▸ DATASET EXTRACT
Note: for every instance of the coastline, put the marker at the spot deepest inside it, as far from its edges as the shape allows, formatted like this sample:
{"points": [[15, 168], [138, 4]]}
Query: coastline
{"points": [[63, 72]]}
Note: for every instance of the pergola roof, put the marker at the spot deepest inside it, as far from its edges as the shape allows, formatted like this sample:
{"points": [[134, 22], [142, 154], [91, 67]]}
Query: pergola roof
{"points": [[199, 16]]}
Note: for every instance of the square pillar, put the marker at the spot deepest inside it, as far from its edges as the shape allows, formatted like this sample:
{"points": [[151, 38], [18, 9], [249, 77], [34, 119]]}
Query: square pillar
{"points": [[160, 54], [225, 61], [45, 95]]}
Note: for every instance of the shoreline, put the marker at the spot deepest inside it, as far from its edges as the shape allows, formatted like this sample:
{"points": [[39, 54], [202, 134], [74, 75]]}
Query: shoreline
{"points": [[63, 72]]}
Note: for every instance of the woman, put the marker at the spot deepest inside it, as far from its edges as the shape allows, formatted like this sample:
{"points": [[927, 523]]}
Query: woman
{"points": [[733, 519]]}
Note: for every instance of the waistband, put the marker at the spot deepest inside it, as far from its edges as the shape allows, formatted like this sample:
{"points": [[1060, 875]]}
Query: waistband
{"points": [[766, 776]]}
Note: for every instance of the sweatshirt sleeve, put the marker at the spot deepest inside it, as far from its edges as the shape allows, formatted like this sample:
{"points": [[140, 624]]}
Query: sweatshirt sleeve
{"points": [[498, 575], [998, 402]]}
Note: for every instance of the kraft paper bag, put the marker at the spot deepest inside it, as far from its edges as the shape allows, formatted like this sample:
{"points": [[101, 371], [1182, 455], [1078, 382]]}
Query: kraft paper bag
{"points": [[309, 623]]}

▸ PROBLEM DESCRIPTION
Print every entry exactly as written.

▸ SOLUTION BELOW
Note: for every instance of the coastline, put the marker at the spot deepest inside it, as far from its edges as the shape allows, formatted like this sample:
{"points": [[15, 168], [138, 4]]}
Query: coastline
{"points": [[63, 72]]}
Note: for every instance of the pergola roof, put the marker at the spot deepest inside it, as far from its edges as the shape allows, formatted like this sample:
{"points": [[134, 22], [142, 154], [91, 67]]}
Query: pergola roof
{"points": [[199, 16]]}
Note: for every instance of the square pillar, put the marker at the spot deepest inside it, as far from its edges as the shape allows, formatted like this sample:
{"points": [[151, 38], [18, 9], [249, 77], [34, 119]]}
Query: square pillar
{"points": [[160, 54], [225, 61], [45, 95]]}
Note: for every instance of the shoreline, put the marker at the spot deepest inside it, as far from its edges as the shape allows, formatted like this sample:
{"points": [[39, 54], [202, 134], [74, 75]]}
Query: shoreline
{"points": [[63, 72]]}
Note: for every instance of the woman, put the marker at the spot deepest inside it, as far from its edges as the shape allows, formatted like this sample:
{"points": [[927, 523]]}
Query: woman
{"points": [[733, 519]]}
Note: for every instance of the waistband, put the marker at the spot deepest inside it, as far from its edges as the shape allows, formatted like this sample:
{"points": [[1060, 875]]}
Query: waistband
{"points": [[766, 776]]}
Note: for every instance of the sweatshirt sleeve, put the marker at the spot deepest inside it, as far from its edges as the shape allows, formatted like this sample:
{"points": [[140, 624]]}
Query: sweatshirt sleeve
{"points": [[498, 575], [998, 402]]}
Note: for every instance of the kraft paper bag, put the marker at the spot deepest inside it, as far from its edges as the shape allows, formatted like this sample:
{"points": [[101, 371], [1182, 455], [1078, 382]]}
Query: kraft paper bag
{"points": [[309, 623]]}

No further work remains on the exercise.